◆ **Passage provided**
^^^^
During the eight years I lived in Wyoming, it snowed at some point during every single calendar month. June or July might’ve just gotten a few flakes here or there, but it happened.
I can’t say that I necessarily miss it, but there’s a certain comfort in experiencing the full range of weather options in a region. The electricity going out, the water well pipe freezing, the propane line freezing, and being unable to open the door because of the snow piled against it wasn’t the best, but there were good times in there, too.
Here in lovely North Texas, we are getting a winter. It’s only going to last a few days, but it did come with some actual snow.
Rumor has it we could get as much as eight to twelve inches of the actual fluffy white stuff before the end of it. We told Daniel’s attendant to stay home today (plus, her kid is hopefully staying home from school) because while snow isn’t that big of a deal in general, it’s such a novelty to Texans that I don’t trust anyone to go out driving in it. Plus, we’re dancing around temperatures that are just above and then just below freezing, and that’s a recipe for icy roads.
But look, a story!
I don’t know if it’s the ADHD or the autism or the vague attempt at common sense that has my mind jumping around, trying to prioritize which story over what. Remember I was talking about Paper Cuts and how much research and love is going into that? I hit a brick wall during one of the chapters with a nearly existential “why the hell am I writing this?” moment. I think it was supposed to be “why am I writing this chapter, and what kind of ethos is it leaning on”, but it interrupted the whole process. So, now I need to make a flowchart again to reconfigure the purpose of each of the stories so that they flow together in a cohesive way.
^^^^
◆ **Data excerpt**
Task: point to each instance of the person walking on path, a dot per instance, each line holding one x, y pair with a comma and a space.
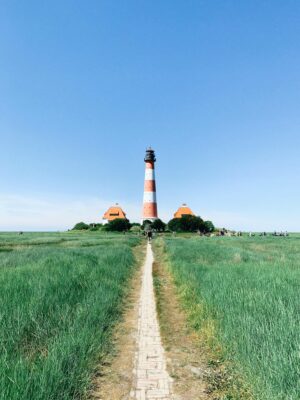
149, 235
^^^^
◆ **Given request 1**
List every trouble the post names from Wyoming winters.
◆ **Given request 2**
Answer each question from the post in a few words.
(a) How many years did the writer live in Wyoming?
(b) How much snow could North Texas get, according to rumor?
(c) What is the title of the writing project the writer mentions?
◆ **Given request 3**
Reproduce the part of the post that opens with the words containing "During the eight" and closes with "but it happened.".

◆ **Worked answer 1**
- The electricity going out
- The water well pipe freezing
- The propane line freezing
- Being unable to open the door because of the snow piled against it

◆ **Worked answer 2**
(a) Eight years
(b) Eight to twelve inches
(c) Paper Cuts

◆ **Worked answer 3**
During the eight years I lived in Wyoming, it snowed at some point during every single calendar month. June or July might’ve just gotten a few flakes here or there, but it happened.